=== DOCUMENT EXCERPT ===

The retail concept launched by fashion distributor and marketing agency Four Marketing opens in London’s King’s Cross, as the area’s regeneration continues.

The first signs of fashion retail life are starting to appear in central London’s N1C – the new postcode created in the capital’s King’s Cross, as the area’s transformation into a new hub continues apace.

A concept developed by fashion distributor and marketing company Four Marketing, 18 Montrose is the latest retailer to open its doors behind the busy St Pancras and King’s Cross railway stations, joining nearby Nike and soon-to-open stores from Jigsaw and Carhartt Work In Progress, as well as a slew of yet-to-be-announced brands and retailers.

Nestling in three arches at 6-8 Stable Street, the building is part of the Central Saint Martins University Granary Square block and sits opposite the main site where Coal Drops Yard, a new 100,000 sq ft centre of shops and restaurants, is under construction for an autumn 2018 opening.

Originally launched as a temporary “preview” shop in London in 2015, the first permanent 3,900 sq ft store opened at 18 Montrose Street in Glasgow in February 2016. A 3,000 sq ft Nottingham outpost followed in April 2016.

The new 5,000 sq ft London home is designed to blur the lines between store, event and exhibition space, and can be flexibly reconfigured. Its slick yet minimalist fixtures and fittings create a modern, premium look with an urban feel.

“18 Montrose is looking at being relevant retail for men and women for today and tomorrow. It’s a point of view on how to show and retail product in these changing times,” says Ben Banks, director at Four Marketing. “The London store acts as a flagship. London is a fashion capital and logically we need a strong execution in the city.”

=== DATA EXCERPTS ===

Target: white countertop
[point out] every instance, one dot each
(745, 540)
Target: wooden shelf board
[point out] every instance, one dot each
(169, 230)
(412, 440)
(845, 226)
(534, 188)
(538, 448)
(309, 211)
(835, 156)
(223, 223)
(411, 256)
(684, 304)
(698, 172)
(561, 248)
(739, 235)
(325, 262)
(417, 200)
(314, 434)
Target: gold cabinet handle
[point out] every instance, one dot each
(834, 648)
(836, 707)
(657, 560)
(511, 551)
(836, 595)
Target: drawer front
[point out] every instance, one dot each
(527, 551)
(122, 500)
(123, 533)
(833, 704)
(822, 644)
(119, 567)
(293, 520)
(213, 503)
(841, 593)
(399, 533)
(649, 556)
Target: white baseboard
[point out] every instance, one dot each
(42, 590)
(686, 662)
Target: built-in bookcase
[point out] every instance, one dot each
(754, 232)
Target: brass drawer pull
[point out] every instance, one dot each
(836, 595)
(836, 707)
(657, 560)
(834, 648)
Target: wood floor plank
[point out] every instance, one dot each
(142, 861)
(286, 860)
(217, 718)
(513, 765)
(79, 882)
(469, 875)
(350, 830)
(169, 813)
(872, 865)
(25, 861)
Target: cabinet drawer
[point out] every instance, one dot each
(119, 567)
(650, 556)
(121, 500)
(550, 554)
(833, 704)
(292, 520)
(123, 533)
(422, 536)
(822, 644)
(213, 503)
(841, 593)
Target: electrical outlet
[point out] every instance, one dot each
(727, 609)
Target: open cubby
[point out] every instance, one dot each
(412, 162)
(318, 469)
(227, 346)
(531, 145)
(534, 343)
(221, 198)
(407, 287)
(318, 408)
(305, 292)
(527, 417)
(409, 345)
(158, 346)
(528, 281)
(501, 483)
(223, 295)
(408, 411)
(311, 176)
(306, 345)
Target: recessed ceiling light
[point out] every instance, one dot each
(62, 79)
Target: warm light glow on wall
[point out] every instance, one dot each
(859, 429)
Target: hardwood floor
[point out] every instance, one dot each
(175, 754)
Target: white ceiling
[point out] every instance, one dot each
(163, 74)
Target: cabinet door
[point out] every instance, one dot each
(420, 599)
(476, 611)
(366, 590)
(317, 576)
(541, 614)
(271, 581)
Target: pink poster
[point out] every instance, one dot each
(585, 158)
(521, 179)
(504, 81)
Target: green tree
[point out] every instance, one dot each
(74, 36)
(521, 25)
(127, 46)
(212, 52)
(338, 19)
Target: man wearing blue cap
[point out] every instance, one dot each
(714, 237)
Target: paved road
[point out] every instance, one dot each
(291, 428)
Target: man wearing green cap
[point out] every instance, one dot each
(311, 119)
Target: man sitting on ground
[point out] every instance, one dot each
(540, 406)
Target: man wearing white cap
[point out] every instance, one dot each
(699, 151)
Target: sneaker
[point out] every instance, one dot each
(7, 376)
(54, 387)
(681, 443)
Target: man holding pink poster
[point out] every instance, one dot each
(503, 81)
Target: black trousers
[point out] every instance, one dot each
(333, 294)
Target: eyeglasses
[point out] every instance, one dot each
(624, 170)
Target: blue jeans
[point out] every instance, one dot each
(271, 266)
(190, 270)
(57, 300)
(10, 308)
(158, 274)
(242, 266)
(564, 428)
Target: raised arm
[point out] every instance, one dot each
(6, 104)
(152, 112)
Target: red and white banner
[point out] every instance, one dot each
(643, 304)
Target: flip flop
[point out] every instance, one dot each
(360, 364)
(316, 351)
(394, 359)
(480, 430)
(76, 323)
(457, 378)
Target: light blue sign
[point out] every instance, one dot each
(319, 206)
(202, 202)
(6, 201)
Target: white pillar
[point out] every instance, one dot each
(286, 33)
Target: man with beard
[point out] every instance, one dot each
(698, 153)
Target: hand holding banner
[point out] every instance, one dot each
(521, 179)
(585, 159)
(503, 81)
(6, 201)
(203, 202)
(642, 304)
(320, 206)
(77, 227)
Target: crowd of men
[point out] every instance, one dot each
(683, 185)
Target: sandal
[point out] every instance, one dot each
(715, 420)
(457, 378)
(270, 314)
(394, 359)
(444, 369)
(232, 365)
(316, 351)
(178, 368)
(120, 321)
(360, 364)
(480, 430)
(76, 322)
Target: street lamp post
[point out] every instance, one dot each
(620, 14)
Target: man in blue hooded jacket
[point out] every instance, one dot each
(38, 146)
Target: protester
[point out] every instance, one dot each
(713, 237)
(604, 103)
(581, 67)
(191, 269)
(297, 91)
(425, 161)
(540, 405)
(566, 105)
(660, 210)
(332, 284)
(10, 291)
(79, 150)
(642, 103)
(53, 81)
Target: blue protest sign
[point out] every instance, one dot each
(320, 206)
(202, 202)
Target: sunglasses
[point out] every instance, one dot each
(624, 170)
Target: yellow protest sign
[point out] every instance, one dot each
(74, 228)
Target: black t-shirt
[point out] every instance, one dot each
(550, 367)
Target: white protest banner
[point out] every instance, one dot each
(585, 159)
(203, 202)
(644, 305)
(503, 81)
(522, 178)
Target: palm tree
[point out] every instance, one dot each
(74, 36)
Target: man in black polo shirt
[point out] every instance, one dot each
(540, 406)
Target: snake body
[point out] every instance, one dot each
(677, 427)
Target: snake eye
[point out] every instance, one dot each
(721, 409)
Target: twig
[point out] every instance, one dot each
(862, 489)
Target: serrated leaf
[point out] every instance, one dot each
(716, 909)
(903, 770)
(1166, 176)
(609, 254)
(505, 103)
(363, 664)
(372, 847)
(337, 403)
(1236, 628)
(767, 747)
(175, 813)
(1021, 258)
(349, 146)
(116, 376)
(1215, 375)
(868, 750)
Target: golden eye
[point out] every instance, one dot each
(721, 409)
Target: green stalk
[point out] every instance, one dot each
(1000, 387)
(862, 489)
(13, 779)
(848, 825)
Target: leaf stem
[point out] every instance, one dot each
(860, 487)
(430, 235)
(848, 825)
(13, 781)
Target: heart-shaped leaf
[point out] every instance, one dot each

===

**SET PROBLEM:**
Write out the passage from the article on the 18 Montrose London store, from "The first signs" up to and including "autumn 2018 opening.", word for word.

**WRITTEN ANSWER:**
The first signs of fashion retail life are starting to appear in central London’s N1C – the new postcode created in the capital’s King’s Cross, as the area’s transformation into a new hub continues apace.

A concept developed by fashion distributor and marketing company Four Marketing, 18 Montrose is the latest retailer to open its doors behind the busy St Pancras and King’s Cross railway stations, joining nearby Nike and soon-to-open stores from Jigsaw and Carhartt Work In Progress, as well as a slew of yet-to-be-announced brands and retailers.

Nestling in three arches at 6-8 Stable Street, the building is part of the Central Saint Martins University Granary Square block and sits opposite the main site where Coal Drops Yard, a new 100,000 sq ft centre of shops and restaurants, is under construction for an autumn 2018 opening.